Records from an annotation dataset:
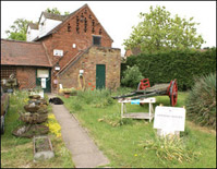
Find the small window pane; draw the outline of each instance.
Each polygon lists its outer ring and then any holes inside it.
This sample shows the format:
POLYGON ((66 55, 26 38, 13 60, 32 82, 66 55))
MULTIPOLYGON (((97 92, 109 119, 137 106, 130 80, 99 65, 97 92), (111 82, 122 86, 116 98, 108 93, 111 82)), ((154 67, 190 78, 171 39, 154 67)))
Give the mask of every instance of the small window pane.
POLYGON ((101 45, 101 37, 100 36, 93 36, 93 45, 101 45))
POLYGON ((37 77, 40 77, 40 79, 49 77, 49 71, 48 70, 37 70, 37 77))

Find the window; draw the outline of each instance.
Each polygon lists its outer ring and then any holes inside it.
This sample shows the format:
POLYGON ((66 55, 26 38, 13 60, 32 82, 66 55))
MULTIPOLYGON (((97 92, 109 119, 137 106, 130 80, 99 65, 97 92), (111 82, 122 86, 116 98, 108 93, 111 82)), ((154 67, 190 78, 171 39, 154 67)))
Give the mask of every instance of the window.
POLYGON ((38 69, 37 70, 37 77, 40 77, 40 79, 49 77, 49 70, 38 69))
POLYGON ((101 37, 100 36, 93 36, 93 45, 100 46, 101 45, 101 37))

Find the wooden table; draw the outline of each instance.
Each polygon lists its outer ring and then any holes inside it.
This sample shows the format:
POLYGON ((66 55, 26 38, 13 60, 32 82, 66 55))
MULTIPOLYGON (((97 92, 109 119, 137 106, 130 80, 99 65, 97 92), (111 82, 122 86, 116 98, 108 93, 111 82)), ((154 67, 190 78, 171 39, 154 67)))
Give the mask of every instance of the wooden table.
POLYGON ((131 98, 119 98, 118 102, 121 104, 121 118, 131 118, 131 119, 149 119, 149 122, 154 118, 154 108, 153 104, 156 102, 154 97, 149 98, 140 98, 136 100, 132 100, 131 98), (149 105, 149 112, 132 112, 126 113, 125 104, 148 104, 149 105))

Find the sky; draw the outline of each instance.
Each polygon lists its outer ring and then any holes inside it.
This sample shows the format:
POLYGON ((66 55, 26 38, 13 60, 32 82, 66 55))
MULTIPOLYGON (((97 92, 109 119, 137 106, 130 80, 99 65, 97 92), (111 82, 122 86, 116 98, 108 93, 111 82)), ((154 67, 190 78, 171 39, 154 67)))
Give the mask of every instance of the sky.
POLYGON ((37 22, 40 13, 47 8, 58 8, 63 14, 70 13, 87 3, 98 21, 113 39, 112 47, 120 48, 123 56, 125 50, 123 39, 130 37, 132 26, 141 19, 140 12, 148 13, 149 7, 165 5, 171 16, 194 17, 197 33, 206 44, 202 47, 216 47, 216 2, 215 1, 1 1, 1 38, 16 19, 37 22))

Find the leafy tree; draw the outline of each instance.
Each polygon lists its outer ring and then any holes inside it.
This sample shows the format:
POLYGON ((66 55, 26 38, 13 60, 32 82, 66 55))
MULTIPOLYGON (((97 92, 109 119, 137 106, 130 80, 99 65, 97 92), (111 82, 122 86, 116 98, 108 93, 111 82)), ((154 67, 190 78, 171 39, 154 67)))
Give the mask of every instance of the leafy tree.
POLYGON ((130 38, 124 39, 125 49, 140 47, 143 52, 155 52, 171 48, 201 48, 205 43, 196 34, 195 25, 198 23, 193 22, 193 17, 171 17, 165 7, 150 7, 149 10, 149 13, 140 13, 143 21, 133 26, 130 38))
MULTIPOLYGON (((61 14, 60 11, 57 8, 47 9, 48 13, 53 14, 61 14)), ((65 11, 64 15, 69 15, 70 12, 65 11)), ((26 31, 28 23, 33 23, 33 21, 27 21, 25 19, 17 19, 13 22, 13 25, 10 26, 10 29, 7 29, 5 33, 8 34, 8 39, 14 39, 14 40, 26 40, 26 31)))
POLYGON ((13 25, 10 26, 10 29, 7 29, 9 39, 14 40, 26 40, 26 31, 28 23, 33 23, 33 21, 27 21, 25 19, 17 19, 13 22, 13 25))

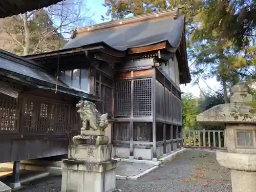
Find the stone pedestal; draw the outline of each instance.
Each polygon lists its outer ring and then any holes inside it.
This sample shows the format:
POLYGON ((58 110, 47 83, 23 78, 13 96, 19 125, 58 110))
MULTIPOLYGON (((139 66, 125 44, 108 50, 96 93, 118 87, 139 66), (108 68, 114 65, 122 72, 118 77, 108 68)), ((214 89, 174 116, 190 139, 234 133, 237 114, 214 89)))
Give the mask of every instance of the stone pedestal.
POLYGON ((61 192, 119 191, 112 148, 111 144, 70 145, 69 158, 61 165, 61 192))
POLYGON ((227 152, 217 152, 220 164, 230 169, 233 192, 256 191, 256 103, 246 83, 232 89, 230 103, 214 106, 197 116, 204 125, 225 126, 227 152))

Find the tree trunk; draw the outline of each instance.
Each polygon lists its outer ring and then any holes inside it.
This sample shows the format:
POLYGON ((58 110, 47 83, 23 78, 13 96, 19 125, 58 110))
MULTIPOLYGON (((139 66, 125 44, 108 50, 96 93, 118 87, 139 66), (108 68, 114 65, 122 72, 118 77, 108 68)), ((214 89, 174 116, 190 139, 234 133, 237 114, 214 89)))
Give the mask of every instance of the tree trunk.
POLYGON ((23 14, 23 27, 24 28, 25 46, 23 55, 27 55, 29 54, 30 38, 29 37, 30 31, 28 22, 28 15, 27 13, 23 14))
POLYGON ((223 85, 223 91, 224 91, 224 99, 225 103, 228 103, 227 100, 227 82, 226 79, 224 78, 222 78, 222 84, 223 85))

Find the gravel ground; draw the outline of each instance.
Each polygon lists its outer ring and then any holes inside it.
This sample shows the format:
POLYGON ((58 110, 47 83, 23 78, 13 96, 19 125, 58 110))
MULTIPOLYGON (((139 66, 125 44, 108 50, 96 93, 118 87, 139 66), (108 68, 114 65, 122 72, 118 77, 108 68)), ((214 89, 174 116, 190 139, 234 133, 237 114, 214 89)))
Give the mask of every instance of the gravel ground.
MULTIPOLYGON (((61 177, 27 183, 18 192, 60 191, 61 177)), ((188 150, 137 181, 117 180, 123 192, 231 192, 229 171, 221 167, 215 153, 188 150)))

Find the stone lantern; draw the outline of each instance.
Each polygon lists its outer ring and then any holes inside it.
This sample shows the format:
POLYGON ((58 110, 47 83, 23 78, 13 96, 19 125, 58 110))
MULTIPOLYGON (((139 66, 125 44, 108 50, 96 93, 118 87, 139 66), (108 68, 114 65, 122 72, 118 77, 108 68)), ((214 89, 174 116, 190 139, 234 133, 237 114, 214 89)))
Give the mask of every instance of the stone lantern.
POLYGON ((230 169, 233 192, 256 191, 256 102, 246 83, 231 90, 230 103, 198 115, 203 125, 225 126, 227 152, 216 152, 219 163, 230 169))

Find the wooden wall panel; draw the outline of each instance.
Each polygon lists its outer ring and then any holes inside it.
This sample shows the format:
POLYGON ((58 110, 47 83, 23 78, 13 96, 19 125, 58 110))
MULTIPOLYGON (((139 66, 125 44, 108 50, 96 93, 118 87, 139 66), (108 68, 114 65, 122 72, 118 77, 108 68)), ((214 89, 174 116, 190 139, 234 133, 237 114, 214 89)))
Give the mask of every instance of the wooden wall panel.
POLYGON ((68 145, 67 137, 0 141, 0 163, 65 155, 68 145))

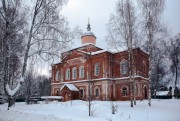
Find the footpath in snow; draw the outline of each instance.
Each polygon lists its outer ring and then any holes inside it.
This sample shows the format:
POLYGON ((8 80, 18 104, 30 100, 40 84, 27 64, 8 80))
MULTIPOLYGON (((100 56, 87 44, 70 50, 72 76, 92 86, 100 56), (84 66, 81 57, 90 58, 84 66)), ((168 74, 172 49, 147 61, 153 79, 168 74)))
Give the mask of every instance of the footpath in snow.
POLYGON ((0 121, 180 121, 180 99, 137 101, 130 107, 129 101, 116 101, 118 111, 111 112, 110 101, 93 101, 93 117, 88 116, 88 102, 40 102, 26 105, 16 103, 7 110, 7 103, 0 105, 0 121))

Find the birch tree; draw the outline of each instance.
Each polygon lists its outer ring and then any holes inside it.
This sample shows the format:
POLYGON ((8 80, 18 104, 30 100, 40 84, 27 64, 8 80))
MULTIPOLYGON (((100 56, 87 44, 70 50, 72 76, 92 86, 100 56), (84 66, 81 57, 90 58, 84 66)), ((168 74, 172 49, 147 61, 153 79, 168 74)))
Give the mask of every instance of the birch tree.
MULTIPOLYGON (((38 60, 39 58, 44 61, 53 59, 55 56, 59 56, 60 50, 67 47, 76 35, 76 32, 72 32, 68 27, 68 22, 60 14, 62 6, 66 4, 66 0, 32 0, 32 9, 29 12, 23 11, 19 0, 1 0, 2 9, 0 11, 1 18, 4 23, 1 28, 4 31, 2 39, 2 52, 3 52, 3 81, 5 92, 10 96, 14 96, 19 90, 22 82, 24 81, 25 72, 27 69, 28 59, 38 60), (18 9, 19 8, 19 9, 18 9), (13 9, 14 11, 11 11, 13 9), (23 13, 24 12, 24 13, 23 13), (27 14, 25 14, 27 12, 27 14), (12 15, 17 20, 14 22, 14 18, 9 19, 8 15, 12 15), (22 15, 22 16, 20 16, 22 15), (25 23, 27 25, 25 26, 25 23), (10 88, 9 83, 9 55, 13 52, 9 45, 9 38, 11 30, 16 25, 17 30, 22 34, 23 53, 21 78, 14 89, 10 88), (25 26, 25 27, 24 27, 25 26), (26 28, 26 31, 23 31, 26 28), (27 40, 26 40, 27 38, 27 40)), ((23 6, 24 7, 24 6, 23 6)), ((16 20, 16 19, 15 19, 16 20)), ((17 32, 17 31, 15 31, 17 32)), ((13 33, 16 35, 17 33, 13 33)), ((11 38, 11 40, 14 38, 11 38)), ((20 48, 22 51, 22 49, 20 48)))
POLYGON ((143 33, 146 36, 149 53, 149 98, 151 106, 151 75, 153 67, 153 44, 167 36, 166 28, 161 22, 161 15, 164 11, 164 0, 139 0, 143 20, 143 33))
POLYGON ((174 90, 177 87, 178 80, 180 80, 180 34, 170 39, 170 45, 167 46, 167 52, 171 61, 170 71, 172 73, 172 95, 174 96, 174 90))
POLYGON ((108 39, 117 48, 128 49, 130 98, 133 107, 133 43, 137 38, 137 18, 135 7, 131 0, 120 0, 116 6, 116 13, 112 14, 108 23, 108 39))

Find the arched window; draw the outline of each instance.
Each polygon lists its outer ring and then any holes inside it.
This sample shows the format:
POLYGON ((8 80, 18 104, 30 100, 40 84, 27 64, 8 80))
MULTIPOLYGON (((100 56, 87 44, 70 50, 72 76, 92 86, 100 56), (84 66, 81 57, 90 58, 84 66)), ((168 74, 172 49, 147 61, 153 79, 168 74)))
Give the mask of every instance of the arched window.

**THE PROBLEM**
Reproduce the records above word for word, starting with the line that contains "Find the arched" and going on through the last line of the records.

**SOLUTION FOR THIS EXERCISE**
Find the arched window; draw the outline of each instance.
Each polygon lists its outer ring and then any holes inside it.
This sample shows the format:
POLYGON ((8 80, 18 104, 30 100, 40 84, 27 64, 8 80))
MULTIPOLYGON (((100 56, 87 44, 70 50, 72 76, 92 86, 100 56), (84 66, 81 57, 90 58, 84 66)), ((168 74, 172 49, 147 61, 153 79, 168 74)))
Give the mask of every instance of the arched window.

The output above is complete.